*Available data*.
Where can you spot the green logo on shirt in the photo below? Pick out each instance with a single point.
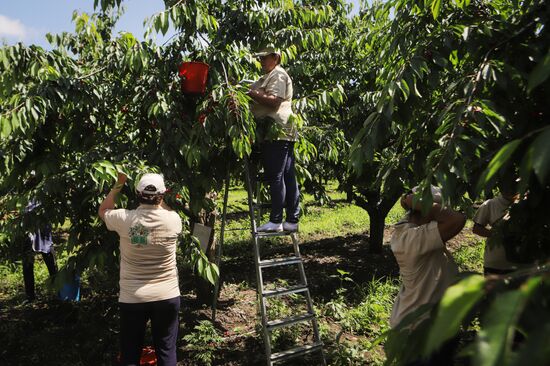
(138, 234)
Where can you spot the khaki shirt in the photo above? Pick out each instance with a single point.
(425, 265)
(148, 241)
(489, 213)
(277, 83)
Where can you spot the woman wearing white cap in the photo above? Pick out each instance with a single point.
(149, 286)
(272, 100)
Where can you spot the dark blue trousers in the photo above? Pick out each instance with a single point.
(28, 266)
(278, 161)
(164, 328)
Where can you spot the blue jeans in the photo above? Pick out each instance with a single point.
(164, 328)
(278, 161)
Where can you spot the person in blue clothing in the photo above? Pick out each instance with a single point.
(272, 101)
(40, 241)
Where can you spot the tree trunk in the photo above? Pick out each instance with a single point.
(376, 234)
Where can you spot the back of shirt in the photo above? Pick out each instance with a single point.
(489, 213)
(277, 83)
(425, 265)
(148, 243)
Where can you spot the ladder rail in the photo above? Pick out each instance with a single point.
(255, 212)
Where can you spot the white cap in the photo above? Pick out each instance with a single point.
(436, 193)
(151, 184)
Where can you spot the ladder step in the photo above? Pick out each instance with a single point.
(257, 206)
(267, 234)
(280, 262)
(286, 291)
(298, 351)
(278, 323)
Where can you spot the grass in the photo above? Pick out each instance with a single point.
(353, 311)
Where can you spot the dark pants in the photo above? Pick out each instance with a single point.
(28, 267)
(164, 328)
(278, 160)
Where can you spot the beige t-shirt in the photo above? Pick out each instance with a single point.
(277, 83)
(489, 213)
(426, 267)
(148, 241)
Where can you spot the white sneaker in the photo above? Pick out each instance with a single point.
(270, 227)
(290, 226)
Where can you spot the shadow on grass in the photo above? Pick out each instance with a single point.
(322, 260)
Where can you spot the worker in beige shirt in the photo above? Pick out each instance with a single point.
(149, 288)
(418, 244)
(272, 101)
(487, 215)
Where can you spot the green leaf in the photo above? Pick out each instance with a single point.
(497, 162)
(541, 155)
(436, 7)
(453, 307)
(540, 73)
(5, 127)
(497, 327)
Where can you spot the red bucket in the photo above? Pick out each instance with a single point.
(148, 357)
(194, 75)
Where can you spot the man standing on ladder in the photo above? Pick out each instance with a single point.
(272, 103)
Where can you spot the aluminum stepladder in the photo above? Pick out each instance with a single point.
(264, 294)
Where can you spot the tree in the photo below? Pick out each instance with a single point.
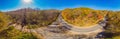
(4, 20)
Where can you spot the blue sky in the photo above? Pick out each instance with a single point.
(60, 4)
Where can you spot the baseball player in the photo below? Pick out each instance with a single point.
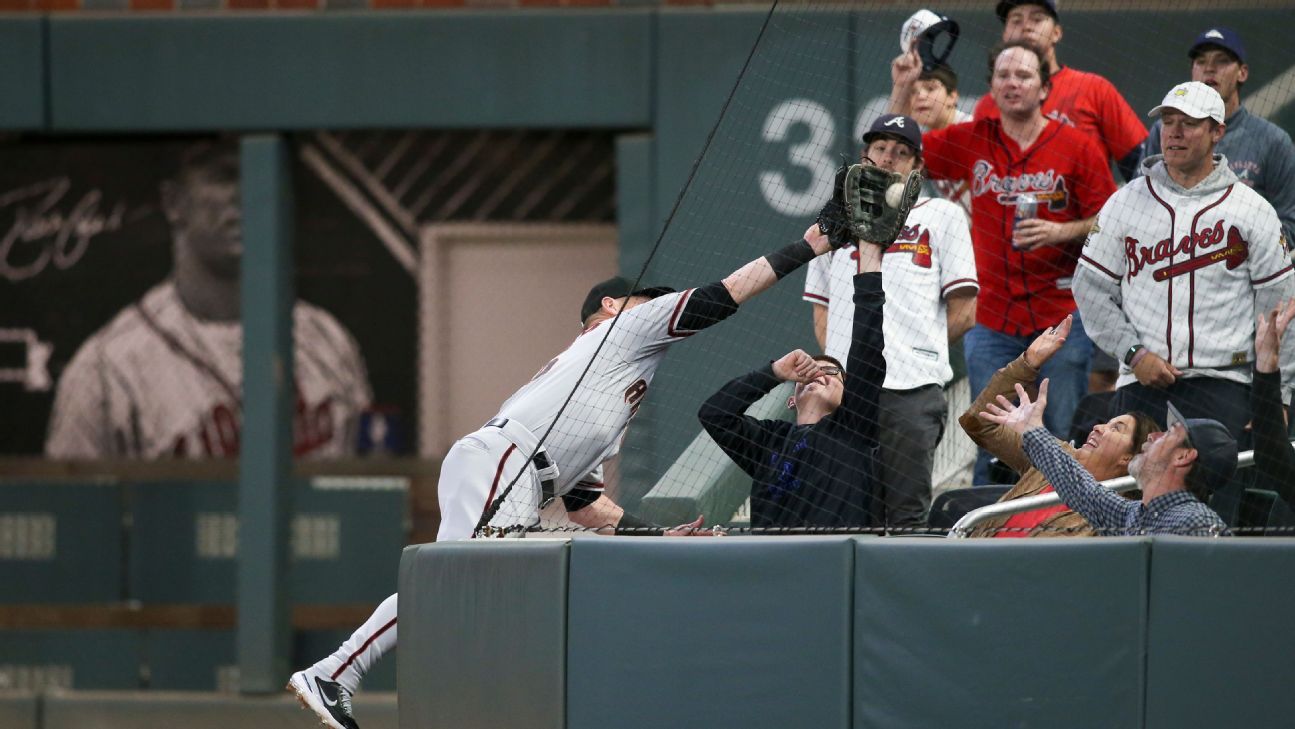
(1035, 187)
(165, 377)
(540, 446)
(1175, 268)
(930, 282)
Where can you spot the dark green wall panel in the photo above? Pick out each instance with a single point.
(22, 73)
(350, 70)
(483, 635)
(740, 632)
(979, 633)
(1221, 648)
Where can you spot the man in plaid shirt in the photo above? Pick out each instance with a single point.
(1176, 471)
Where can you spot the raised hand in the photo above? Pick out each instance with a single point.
(1019, 417)
(1268, 336)
(797, 367)
(1048, 343)
(1153, 370)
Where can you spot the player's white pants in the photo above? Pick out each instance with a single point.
(481, 466)
(349, 664)
(478, 468)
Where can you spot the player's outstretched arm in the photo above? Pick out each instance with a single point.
(762, 273)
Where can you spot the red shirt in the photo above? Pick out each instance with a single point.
(1021, 291)
(1021, 525)
(1088, 102)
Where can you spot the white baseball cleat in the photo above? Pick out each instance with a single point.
(326, 698)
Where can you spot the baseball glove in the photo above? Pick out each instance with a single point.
(870, 219)
(833, 220)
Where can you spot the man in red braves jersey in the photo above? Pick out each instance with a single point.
(1079, 99)
(1024, 257)
(1176, 267)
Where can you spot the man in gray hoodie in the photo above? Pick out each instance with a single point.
(1259, 152)
(1175, 268)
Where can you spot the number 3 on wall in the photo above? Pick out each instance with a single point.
(813, 156)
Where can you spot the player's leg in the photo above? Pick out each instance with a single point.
(912, 424)
(326, 688)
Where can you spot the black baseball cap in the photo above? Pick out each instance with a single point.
(1216, 448)
(895, 126)
(1223, 38)
(1006, 5)
(617, 286)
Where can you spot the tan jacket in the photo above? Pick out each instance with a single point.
(1005, 443)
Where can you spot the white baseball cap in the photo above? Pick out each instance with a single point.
(1193, 99)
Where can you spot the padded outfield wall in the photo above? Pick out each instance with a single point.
(838, 632)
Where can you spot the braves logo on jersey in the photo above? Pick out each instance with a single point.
(1045, 185)
(1142, 257)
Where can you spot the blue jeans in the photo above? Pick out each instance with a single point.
(987, 351)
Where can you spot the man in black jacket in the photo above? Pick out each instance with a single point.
(819, 470)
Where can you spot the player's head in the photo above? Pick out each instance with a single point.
(1018, 79)
(894, 143)
(614, 295)
(822, 394)
(1035, 21)
(1197, 453)
(1192, 123)
(201, 203)
(1219, 61)
(935, 97)
(1114, 443)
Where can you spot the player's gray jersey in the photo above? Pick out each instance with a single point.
(158, 382)
(605, 398)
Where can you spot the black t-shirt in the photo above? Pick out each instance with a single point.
(821, 474)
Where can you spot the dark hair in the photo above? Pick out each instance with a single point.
(1044, 71)
(833, 361)
(1144, 426)
(216, 158)
(944, 74)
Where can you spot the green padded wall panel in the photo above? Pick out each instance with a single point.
(1221, 648)
(341, 70)
(483, 635)
(709, 632)
(979, 633)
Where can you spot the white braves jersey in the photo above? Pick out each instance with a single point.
(1188, 263)
(931, 257)
(158, 382)
(606, 396)
(955, 190)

*What the task asks*.
Quote each line of the listing exactly, but leave the pictures out.

*Solution to this task*.
Where can you spot the green logo on shirt in the photo below? Pick out each instance with a single point.
(138, 234)
Where can you spot the khaki shirt in the photo above? Pick out each instance with a single point.
(425, 265)
(148, 241)
(489, 213)
(277, 83)
Where can you spot the woman wearing white cap in the photo above? Pick out each instance with a single point.
(149, 286)
(272, 100)
Where can you spot the dark blue trousers in the photo above? Pick out each instance with a single point.
(28, 266)
(278, 161)
(164, 328)
Where can you spot the blue jeans in the photo above? Pick out each instance with a single point.
(164, 328)
(278, 161)
Where can you spot the person in blue clothing in the photo above? Pick out each instance with a single point.
(272, 101)
(40, 241)
Where can you spot the tree trunk in the photo above? Pick out each instance with a single point.
(376, 234)
Where can you spot the back of shirt in the photo above? Pick out each instance with a single point.
(489, 213)
(277, 83)
(425, 265)
(148, 243)
Where can you spot the ladder rail in the photo above? Pick out each instance with a single point.
(255, 212)
Where can you spot the white cap in the photo above? Pick out each instance with a single point.
(436, 193)
(151, 184)
Where can you spot the ladder step in the photo above? Pick out each instance with a single point.
(257, 206)
(267, 234)
(280, 262)
(286, 291)
(298, 351)
(278, 323)
Where can you spot the grass in the photo above? Pick out each instance with a single point.
(353, 311)
Where can you spot the dark pants in the photo above? Pick out each instance with a single point.
(28, 267)
(164, 328)
(278, 160)
Where can you spot the beige t-shirt in the photo above? Pick out each instance with a single point.
(277, 83)
(489, 213)
(426, 267)
(148, 241)
Where can you spot the white sneaker in the photo above? Pick out each instance with a single point.
(270, 227)
(290, 226)
Where can you spot the shadow on grass in the photo above? Pick out each instance with a single point.
(322, 260)
Where can you spot the worker in beige shirt in the photo above? Pick out each instance with a single point.
(149, 288)
(418, 244)
(272, 101)
(487, 215)
Where can you spot the green leaf in the photo above? Pick out each instance with a single point.
(497, 162)
(541, 155)
(436, 7)
(453, 307)
(540, 73)
(5, 127)
(497, 327)
Where can you spot the red bucket in the photo above? Pick out each instance with a single point.
(148, 357)
(194, 75)
Where can you spot the man standing on ladder in the photo above? Pick out each instance with a single point.
(272, 103)
Where can you spot the aluminum stepladder in the photo above? Pick out each instance with a single point.
(264, 294)
Where can you spot the tree in the photo below? Pick out each instance with a single point.
(4, 20)
Where can you spot the blue sky in the photo above? Pick out each instance with a single point.
(60, 4)
Where can you spot the baseball player in the photo below? Pick out each instance with a single point.
(1035, 187)
(165, 377)
(540, 446)
(1175, 268)
(930, 282)
Where can you spot the dark green wall panel in the photo above? Pick out each instance with a single point.
(22, 73)
(350, 70)
(483, 635)
(740, 632)
(979, 633)
(1221, 648)
Where can you spot the man in plaid shirt in the photo above? Pick out each instance with a single point.
(1176, 471)
Where can you spot the raised hand in the photo above? Pick out each instance with a single point.
(1019, 417)
(1268, 336)
(797, 367)
(1048, 343)
(1153, 370)
Where can you spot the player's white pants in the photo above? Pick out each instance with a single point.
(481, 466)
(349, 664)
(478, 468)
Where can you spot the player's outstretched arm in the photo above? Pick out each instance with a single point.
(762, 273)
Where can you spot the red shirt in the photo above? Pick out each instance with a single point.
(1021, 291)
(1021, 525)
(1088, 102)
Where can you spot the white baseball cleat in the photo above? Pick out each instance with a single point.
(326, 698)
Where can you spot the baseball glove in the photo above? Pick out each instance with a single point.
(870, 219)
(833, 220)
Where can you spot the man in red braves jersey in the photo above? Pick out each instance with a single point.
(1079, 99)
(1024, 257)
(1176, 267)
Where can you spot the man in gray hoodie in the photo above? Pick out each instance with a single point.
(1259, 152)
(1175, 268)
Where can you spot the number 3 on wall in the photo above? Pick out each instance with a single point.
(813, 156)
Where can you spot the player's leg in the photo above? Pick out each instance with a single point.
(912, 424)
(326, 688)
Where can you spot the black baseball cap in the photo above? Pick out each instance with a single point.
(1216, 448)
(895, 126)
(1223, 38)
(1006, 5)
(617, 286)
Where can you spot the tan jacket in the photo above? Pick out each instance with a single point.
(1005, 443)
Where can you spot the white baseball cap in the photo above? Pick out each instance with a single point.
(1193, 99)
Where can you spot the padded outfield wall in the photo above? Pick out each instance with a single point.
(838, 632)
Where can you spot the braves logo on jersey in the photo above? Pick out each instance with a single point.
(1045, 185)
(1142, 257)
Where can you spot the blue jeans in the photo above? Pick out each instance with a single point.
(987, 351)
Where can you spot the man in black jacket in the photo above? Pick out each instance with a single point.
(819, 470)
Where can you spot the player's head in the photo above? Pick out each instance with a single point.
(1018, 79)
(894, 143)
(614, 295)
(822, 394)
(1035, 21)
(1197, 453)
(1192, 123)
(201, 203)
(1219, 61)
(935, 97)
(1114, 443)
Where can you spot the player's gray jersey in the photo above? Pick out each instance with a single point.
(158, 382)
(605, 398)
Where can you spot the black t-shirt in the photo above? Pick out each instance with a single point.
(821, 474)
Where can you spot the dark hair in the photo above? Pick out each instance with a single point.
(1044, 71)
(833, 361)
(1144, 426)
(216, 158)
(944, 74)
Where can you spot the green padded wall panel in the photo above? Pick out each instance with a single point.
(1221, 648)
(341, 70)
(483, 635)
(709, 632)
(979, 633)
Where can you spot the white braves jersey in the photo above? Pick out each instance with a single point.
(1188, 263)
(931, 257)
(158, 382)
(606, 396)
(955, 190)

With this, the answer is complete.